**DOCUMENT EXTRACT:**
>>

“Try not. Do. Or do not. There is no try”.

Sound familiar? If you’ve ever watched the Star Wars films it might be. These words were uttered by Yoda when training Luke Skywalker on his hero’s journey to reach his full potential as a Jedi.

Even though the words are said by a fictional character in an intergalactic space story, they contain an important but overlooked life lesson: Don’t try just do.

Following this mantra won’t make us Jedi Masters. But it can help us on our journey to master ourselves.

Don't Try Just Do Yoda

‘Try’ is redundant

‘Try’ entered the English language as part of its original legal usage i.e. someone being subjected to a court trial. It’s less clear how it started being used as an alternative way of saying ‘attempt’.

Yet the reality is this usage of the word was and can still be redundant. It’s an aberration of the language with a more negative than positive causal effect.

‘The word ‘try’ seems like it has been around forever. But a Google Ngram shows usage of the word has surged since the 1980s. This habit of throwing ‘try’ into sentences unwarranted is a compulsion of modern times. People obliquely hedge against failure with their language. The irony is by doing so they increase the odds of failing.

‘Trying’ presupposes failure

Imagine a world where the words ‘try’ or ‘attempt’ have to be included in every statement about intended actions or behaviours. The words are so ubiquitous in day-to-day life, they become grammatical rules in the language. Someone saying “I’ll find the time” no longer makes linguistic sense; “I’ll try to find the time” becomes the ‘correct’ way to phrase that sentence.

In such a world, what would happen?

Language belies a person’s attitude. In this world, even if someone completes an activity, there’d be no confidence that they’d complete it again the next day. People would be less committed behind their actions. Uncertainty would be rife. The world would become less reliable in general. Mass disorder would likely ensue.

<<

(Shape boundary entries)
>>

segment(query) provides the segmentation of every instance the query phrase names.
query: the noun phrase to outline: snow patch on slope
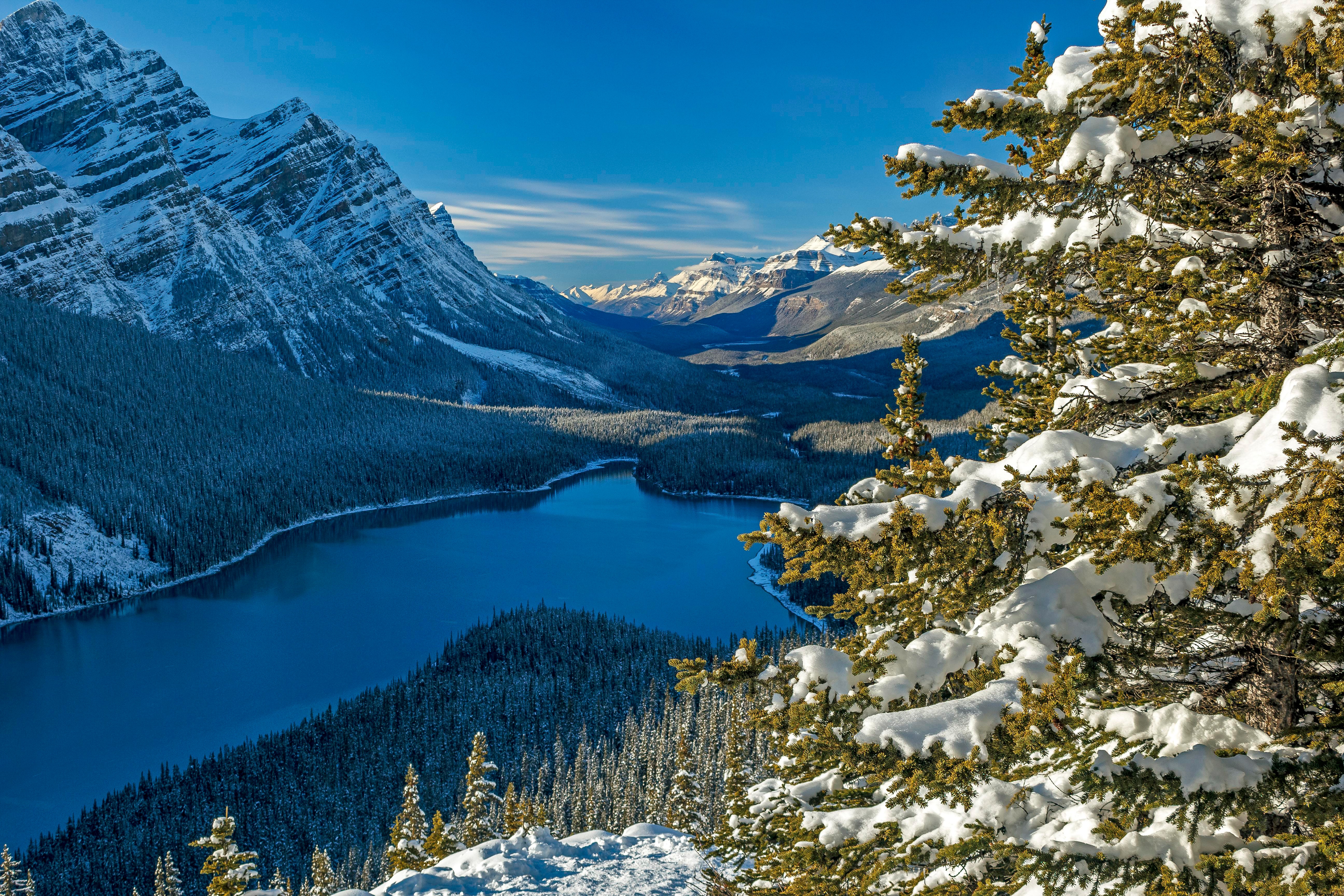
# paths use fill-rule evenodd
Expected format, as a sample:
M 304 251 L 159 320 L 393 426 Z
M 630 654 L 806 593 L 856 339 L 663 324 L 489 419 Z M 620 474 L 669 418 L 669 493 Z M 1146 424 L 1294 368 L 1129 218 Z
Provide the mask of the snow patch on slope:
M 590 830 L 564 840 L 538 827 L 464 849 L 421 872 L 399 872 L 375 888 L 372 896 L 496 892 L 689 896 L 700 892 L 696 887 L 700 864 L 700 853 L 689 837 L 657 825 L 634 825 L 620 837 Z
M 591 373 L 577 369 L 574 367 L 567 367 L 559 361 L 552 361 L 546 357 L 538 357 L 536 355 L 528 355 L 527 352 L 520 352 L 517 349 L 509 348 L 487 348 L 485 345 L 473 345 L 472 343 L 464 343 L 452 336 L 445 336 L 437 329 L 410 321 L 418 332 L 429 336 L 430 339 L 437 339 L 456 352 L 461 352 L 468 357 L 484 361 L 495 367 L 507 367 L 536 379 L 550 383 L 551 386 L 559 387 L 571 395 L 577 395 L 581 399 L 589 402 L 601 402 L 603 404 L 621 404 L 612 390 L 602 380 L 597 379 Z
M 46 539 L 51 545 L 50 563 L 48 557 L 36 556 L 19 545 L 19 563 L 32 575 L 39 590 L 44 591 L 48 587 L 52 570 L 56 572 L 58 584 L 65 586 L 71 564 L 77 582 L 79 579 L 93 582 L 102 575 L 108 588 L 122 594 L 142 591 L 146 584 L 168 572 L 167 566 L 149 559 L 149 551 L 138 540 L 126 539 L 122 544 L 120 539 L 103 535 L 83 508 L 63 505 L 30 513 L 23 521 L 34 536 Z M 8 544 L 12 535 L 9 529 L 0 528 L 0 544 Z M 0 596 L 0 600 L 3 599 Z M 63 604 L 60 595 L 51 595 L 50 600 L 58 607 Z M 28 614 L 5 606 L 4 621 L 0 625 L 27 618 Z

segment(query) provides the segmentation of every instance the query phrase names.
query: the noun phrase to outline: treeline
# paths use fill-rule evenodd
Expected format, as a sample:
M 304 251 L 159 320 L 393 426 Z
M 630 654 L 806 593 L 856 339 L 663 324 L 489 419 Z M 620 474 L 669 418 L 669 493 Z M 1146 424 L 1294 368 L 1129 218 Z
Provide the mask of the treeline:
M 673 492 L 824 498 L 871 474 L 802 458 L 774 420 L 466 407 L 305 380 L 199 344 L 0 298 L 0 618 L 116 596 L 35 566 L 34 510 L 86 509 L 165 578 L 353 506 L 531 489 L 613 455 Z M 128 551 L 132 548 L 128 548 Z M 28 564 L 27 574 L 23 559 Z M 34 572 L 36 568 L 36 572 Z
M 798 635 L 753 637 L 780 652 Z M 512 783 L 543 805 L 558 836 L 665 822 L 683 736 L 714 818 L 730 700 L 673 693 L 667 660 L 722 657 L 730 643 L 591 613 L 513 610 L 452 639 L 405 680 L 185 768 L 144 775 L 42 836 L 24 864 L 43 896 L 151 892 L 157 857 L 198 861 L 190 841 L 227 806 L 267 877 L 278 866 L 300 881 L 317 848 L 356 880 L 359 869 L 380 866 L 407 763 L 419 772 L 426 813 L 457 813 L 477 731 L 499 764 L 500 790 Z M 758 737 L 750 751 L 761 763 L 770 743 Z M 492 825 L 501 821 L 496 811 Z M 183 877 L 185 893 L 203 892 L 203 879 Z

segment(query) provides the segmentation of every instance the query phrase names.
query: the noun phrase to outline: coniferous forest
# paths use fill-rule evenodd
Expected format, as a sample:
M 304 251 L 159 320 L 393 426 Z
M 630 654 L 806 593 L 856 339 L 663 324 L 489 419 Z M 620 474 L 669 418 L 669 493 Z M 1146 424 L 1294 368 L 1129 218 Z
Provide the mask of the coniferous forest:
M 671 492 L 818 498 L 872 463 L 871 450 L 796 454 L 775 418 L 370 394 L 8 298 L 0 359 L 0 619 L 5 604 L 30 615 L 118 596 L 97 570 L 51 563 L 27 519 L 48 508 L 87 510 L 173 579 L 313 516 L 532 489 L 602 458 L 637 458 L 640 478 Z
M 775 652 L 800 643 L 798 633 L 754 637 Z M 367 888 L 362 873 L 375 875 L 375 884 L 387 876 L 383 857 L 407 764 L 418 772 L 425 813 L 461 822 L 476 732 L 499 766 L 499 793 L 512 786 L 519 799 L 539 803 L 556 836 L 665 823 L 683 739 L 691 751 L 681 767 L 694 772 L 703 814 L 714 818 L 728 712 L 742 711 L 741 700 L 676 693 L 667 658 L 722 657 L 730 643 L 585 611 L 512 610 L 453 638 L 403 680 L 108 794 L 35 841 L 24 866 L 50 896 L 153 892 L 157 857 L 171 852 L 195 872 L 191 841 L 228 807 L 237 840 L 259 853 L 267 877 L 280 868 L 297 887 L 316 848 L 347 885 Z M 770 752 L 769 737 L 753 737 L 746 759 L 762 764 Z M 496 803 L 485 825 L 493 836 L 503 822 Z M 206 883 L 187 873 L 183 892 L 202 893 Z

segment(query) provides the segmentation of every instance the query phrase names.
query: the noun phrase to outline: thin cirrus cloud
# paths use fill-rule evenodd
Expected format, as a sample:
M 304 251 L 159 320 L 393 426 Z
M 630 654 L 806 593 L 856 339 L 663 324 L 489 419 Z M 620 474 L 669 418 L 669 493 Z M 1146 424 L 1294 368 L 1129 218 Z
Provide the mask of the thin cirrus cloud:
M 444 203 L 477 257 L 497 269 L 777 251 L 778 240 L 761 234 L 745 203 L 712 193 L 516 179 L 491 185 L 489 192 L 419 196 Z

<<

**GIVEN REQUEST 1:** Turn the paragraph of the essay on trying that opens "Language belies a person's attitude" into a short bulleted list that keeps its main points.
**GIVEN REQUEST 2:**
Answer these from the essay on trying:
(a) Whom was Yoda training when he said the opening words?
(b) In what kind of usage did "try" first enter the English language?
(c) According to a Google Ngram, since when has use of the word surged?
**GIVEN REQUEST 3:** Write the next part of the essay on trying, picking up after its final sentence.

**FINAL RESULT 1:**
- Language reveals a person's attitude.
- In that world, finishing an activity once would give no confidence it would be finished again the next day.
- People would be less committed to their actions.
- Uncertainty would be widespread.
- The world would become less reliable overall.
- Mass disorder would likely follow.

**FINAL RESULT 2:**
(a) Luke Skywalker
(b) Its original legal usage, meaning someone being subjected to a court trial
(c) Since the 1980s

**FINAL RESULT 3:**
Now imagine another scenario. In this world, no language (including English) contains the word ‘try’, ‘attempt’ or any other related synonyms. When people say they’re going to do an action, they just do it with no hedging involved.

What would the effects be in this world?

People would be more judicious about what they do and don’t do since their state of mind enters into things with full commitment rather than halfheartedness. Mistakes and failures which are inevitable in any pursuit would be reframed. Societies would be more compassionate to those who falter understanding that failure is the greatest teacher and hiccups along the way are part of the learning process.

The first scenario reveals a subtlety about human nature and language that goes unnoticed—trying presupposes failure. By appending ‘try’ onto your vocabulary, you’re low-key priming your mind to assume a lower chance of succeeding.

You might think this is an exaggeration. How can saying “I’ll try to run for 5k nonstop” be much different from saying “I’m going to run 5k nonstop”?

On the surface, changing the latter to an attempt seems harmless. But what will happen is you’ll program your mind to accept the possibility of failure. You’ll chip away at your level of conviction behind what you’re going to do. At its worst, ‘trying’ becomes a matter of confirming expectations, the expectations that you were never going to succeed with an action in the first place which may or may not be true in reality.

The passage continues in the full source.